■ Exercise set:
(1) In the passage on dense subgraphs, what two types of edges does the Miyauchi and Kakimura density measure take into account?
(2) Continue the passage on dense subgraphs and graph connectivity, starting after its last sentence.

#### Document passage ####

3.1.7. Dense Subgraph with Sparse Cut

Miyauchi and Kakimura [15] defined a density measure, which aims at finding a subgraph S, such that S is dense internally, but it is sparsely connected to the rest of the graph. In this sense, it kind of “bumps out” of the graph. Therefore, it may better capture a community in a social network, than an approach that focuses purely on the internal density.

To implement the objective, they take two types of edges into account: internal and cut edges. The internal edges are the ones within the subgraph S, while the cut edges are those that have precisely one endpoint in S. With non-negative edge weights, let

w_{i n} (S)

be the total weight of internal edges, and

w_{c u t} (S)

be the total weight of cut edges. With an arbitrary non-negative parameter

α

, they defined the following density measure:

f_{α} (S) = \frac{w_{i n} (S) - α w_{c u t} (S)}{| V (S) |} .

The role of the parameter

α

is to allow controlling the relative importance of the two aspects: internal density vs. sparse cut to the rest of the graph.

The main result of Miyauchi and Kakimura [15] is that a subgraph S that maximizes

f_{α} (S)

can be found in polynomial time for any

α

. It is particularly interesting that some closely related problems are NP-hard. An example is the sparsest cut problem, which aims at minimizing the value of

w_{c u t} (S) / | V (S) |

for

| V (S) | \leq | V (G) | / 2

. Note that, if

α

is so large that

w_{i n} (S) ≪ α w_{c u t} (S)

, then, with the maximizing S, the value of

- f_{α} (S) / α

is close to the sparsest cut value.

The authors also presented a nearly linear time approximation algorithm for the problem.

3.1.8. Subgraph with Maximum Edge-Connectivity

The edge-connectivity of a graph is the minimum number of edges that need to be deleted in order to disconnect it, it is denoted by

λ (G)

. Since we only deal here with edge-connectivity (and not vertex connectivity), we call it simply connectivity. We call a graph k-connected if its connectivity is k, i.e.,

λ (G) = k

. This also means the graph has a cut (a set of disconnecting edges) of size k, but no smaller cut. There are many results about graph connectivity. In particular, it can be computed in polynomial time, and a corresponding minimum cut can also be found in polynomial time (see, e.g., Nagamochi and Ibaraki [16]).

Here, we only focus on connectivity as a density measure. It is intuitive that a graph with high connectivity cannot be too sparse. For example, if it is k-connected, then each degree must be at least k, since otherwise a node could be separated from the rest by less than k edges. The converse, however, is not true: if every degree is

\geq k

, it alone may not make the graph k-connected (not even connected).

It is reasonable to capture a highly connected community by a subgraph with high connectivity. Therefore, we consider the task of finding a subgraph that has the highest possible connectivity among all subgraphs of the given input graph. This and related questions were investigated by Matula [17]. Here, we outline a simple algorithm to find a subgraph with the highest connectivity, assuming that a subroutine is available to find a minimum cut in any given graph. It is interesting that, while it may first appear hard to find the most connected subgraph among exponentially many subgraphs, the problem actually has a simple polynomial-time algorithm, once we can use a minimum cut finding subroutine.

#### Record extracts ####

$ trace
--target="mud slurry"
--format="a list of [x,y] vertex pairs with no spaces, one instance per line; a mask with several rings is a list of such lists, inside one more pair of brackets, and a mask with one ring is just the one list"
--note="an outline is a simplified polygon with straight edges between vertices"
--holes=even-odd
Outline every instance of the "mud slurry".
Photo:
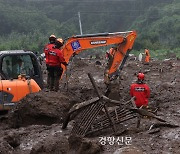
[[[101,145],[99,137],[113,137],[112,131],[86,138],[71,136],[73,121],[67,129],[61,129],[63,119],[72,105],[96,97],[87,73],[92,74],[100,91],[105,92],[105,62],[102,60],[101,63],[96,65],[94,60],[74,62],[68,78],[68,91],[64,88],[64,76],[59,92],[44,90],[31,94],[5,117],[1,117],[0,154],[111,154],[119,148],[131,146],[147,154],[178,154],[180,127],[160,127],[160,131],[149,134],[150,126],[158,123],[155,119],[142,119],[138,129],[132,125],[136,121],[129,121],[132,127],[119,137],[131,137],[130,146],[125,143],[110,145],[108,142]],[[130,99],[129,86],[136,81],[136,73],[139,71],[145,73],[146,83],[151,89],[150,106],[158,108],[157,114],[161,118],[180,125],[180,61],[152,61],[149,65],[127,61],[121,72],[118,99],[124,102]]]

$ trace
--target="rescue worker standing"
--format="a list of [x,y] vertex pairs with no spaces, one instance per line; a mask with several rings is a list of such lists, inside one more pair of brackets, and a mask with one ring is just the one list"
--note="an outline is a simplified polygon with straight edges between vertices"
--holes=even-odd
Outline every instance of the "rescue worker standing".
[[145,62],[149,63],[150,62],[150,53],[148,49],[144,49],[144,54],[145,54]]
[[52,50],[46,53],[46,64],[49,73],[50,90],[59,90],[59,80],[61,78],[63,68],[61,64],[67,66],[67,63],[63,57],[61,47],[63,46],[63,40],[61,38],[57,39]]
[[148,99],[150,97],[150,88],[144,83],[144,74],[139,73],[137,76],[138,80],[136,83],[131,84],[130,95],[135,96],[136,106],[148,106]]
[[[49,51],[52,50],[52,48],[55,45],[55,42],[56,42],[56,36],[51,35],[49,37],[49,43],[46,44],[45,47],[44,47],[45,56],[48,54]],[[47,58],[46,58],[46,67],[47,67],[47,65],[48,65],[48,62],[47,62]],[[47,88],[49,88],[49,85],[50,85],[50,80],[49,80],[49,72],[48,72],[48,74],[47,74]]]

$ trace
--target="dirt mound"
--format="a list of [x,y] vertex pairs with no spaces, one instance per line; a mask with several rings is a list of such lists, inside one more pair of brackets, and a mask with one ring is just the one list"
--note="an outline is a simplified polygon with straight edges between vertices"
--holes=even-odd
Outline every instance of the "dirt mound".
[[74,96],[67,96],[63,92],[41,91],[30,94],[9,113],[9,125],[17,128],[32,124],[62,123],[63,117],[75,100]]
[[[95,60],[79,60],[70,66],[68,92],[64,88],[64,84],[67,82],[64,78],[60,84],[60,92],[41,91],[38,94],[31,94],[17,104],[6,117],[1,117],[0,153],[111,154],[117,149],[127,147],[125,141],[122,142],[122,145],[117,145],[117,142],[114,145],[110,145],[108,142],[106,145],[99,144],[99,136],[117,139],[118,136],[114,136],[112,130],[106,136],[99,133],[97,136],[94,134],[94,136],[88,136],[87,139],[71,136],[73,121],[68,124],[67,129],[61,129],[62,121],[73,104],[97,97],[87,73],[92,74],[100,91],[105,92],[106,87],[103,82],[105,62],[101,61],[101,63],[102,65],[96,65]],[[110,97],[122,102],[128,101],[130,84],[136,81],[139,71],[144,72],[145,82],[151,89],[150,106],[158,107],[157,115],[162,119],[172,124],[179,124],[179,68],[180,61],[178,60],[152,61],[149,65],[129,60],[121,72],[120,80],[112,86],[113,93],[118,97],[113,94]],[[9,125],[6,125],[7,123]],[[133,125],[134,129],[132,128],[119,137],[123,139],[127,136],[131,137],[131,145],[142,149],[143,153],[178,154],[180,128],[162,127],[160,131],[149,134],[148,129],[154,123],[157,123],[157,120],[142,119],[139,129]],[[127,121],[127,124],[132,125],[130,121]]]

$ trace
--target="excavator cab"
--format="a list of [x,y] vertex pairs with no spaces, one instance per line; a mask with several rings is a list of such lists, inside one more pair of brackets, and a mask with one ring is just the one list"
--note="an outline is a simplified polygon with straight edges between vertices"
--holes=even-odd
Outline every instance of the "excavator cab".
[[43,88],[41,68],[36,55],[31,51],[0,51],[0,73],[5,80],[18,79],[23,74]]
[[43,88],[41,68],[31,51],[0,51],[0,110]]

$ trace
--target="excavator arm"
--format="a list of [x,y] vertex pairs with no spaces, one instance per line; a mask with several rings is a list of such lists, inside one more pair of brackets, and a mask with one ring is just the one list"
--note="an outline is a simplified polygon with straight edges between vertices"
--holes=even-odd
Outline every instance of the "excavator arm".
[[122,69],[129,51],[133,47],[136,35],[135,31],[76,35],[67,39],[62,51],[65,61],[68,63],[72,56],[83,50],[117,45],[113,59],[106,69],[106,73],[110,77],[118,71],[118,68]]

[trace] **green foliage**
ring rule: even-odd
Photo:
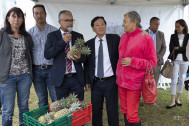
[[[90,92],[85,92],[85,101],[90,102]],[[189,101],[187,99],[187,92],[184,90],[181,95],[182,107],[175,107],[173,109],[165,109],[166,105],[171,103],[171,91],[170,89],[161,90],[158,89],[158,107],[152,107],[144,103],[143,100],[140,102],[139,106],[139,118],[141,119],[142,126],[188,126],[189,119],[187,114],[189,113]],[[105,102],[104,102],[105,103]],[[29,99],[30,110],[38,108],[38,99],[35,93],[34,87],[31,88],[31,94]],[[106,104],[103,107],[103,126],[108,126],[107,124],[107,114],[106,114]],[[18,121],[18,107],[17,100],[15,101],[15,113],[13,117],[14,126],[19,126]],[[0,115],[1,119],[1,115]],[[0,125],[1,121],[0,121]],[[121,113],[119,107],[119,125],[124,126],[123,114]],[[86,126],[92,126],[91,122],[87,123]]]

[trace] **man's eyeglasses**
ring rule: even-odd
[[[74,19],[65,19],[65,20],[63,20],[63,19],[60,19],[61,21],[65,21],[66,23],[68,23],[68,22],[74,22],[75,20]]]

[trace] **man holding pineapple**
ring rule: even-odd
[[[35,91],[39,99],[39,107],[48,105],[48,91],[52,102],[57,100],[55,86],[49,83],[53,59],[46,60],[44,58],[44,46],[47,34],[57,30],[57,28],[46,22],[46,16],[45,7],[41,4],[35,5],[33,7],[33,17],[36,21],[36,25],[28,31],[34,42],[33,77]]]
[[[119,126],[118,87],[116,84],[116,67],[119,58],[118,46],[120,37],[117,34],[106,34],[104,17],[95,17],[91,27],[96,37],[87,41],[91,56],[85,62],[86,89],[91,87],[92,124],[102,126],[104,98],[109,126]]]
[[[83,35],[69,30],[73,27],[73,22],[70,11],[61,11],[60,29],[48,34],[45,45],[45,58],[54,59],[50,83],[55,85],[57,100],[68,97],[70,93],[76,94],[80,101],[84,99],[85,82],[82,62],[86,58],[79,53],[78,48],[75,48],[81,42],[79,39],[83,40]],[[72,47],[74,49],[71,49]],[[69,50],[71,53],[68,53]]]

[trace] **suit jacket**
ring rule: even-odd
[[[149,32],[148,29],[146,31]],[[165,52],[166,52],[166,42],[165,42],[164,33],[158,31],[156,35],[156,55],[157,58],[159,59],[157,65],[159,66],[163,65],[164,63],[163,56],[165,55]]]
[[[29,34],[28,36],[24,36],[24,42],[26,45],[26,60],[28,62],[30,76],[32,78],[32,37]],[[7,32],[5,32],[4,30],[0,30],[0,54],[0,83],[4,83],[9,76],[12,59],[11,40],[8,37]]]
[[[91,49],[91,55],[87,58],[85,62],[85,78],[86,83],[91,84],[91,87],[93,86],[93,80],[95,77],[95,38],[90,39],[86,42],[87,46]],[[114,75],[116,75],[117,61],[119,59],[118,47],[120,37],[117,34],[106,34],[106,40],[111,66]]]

####

■ Outputs:
(1) Internal edges and cut edges.

(2)
Principle of the Algorithm

Find a minimum cut in the input graph G; let its size be denoted by $k = λ (G)$ .
Let $A, B$ be the two node sets into which the minimum cut divides the graph. A key observation is that, if there is any subgraph $G_{0}$ with $λ (G_{0}) > k$ , then it must be either fully in A or fully in B. This is because, if $G_{0}$ had nodes on both sides, then the found cut of size k would separate these nodes, too. $G_{0}$ , however, cannot be separated by k edges, due to $λ (G_{0}) > k$ . Thus, if such a $G_{0}$ exists, then it must be either fully in A or fully in B.
Let $G_{1}, G_{2}$ denote the most connected subgraphs within the sets $A, B$ , respectively. We can find them by recursively calling the algorithm for the smaller graphs induced by A and B.
Return the graph that has the highest connectivity among the three graphs $G, G_{1},$ and $G_{2}$ .

Remark 1.

The algorithm can be easily modified such that it finds a subgraph that has the maximum number of nodes among the possibly multiple subgraphs of maximum connectivity.

Analysis: At most how many minimum cut computations are needed?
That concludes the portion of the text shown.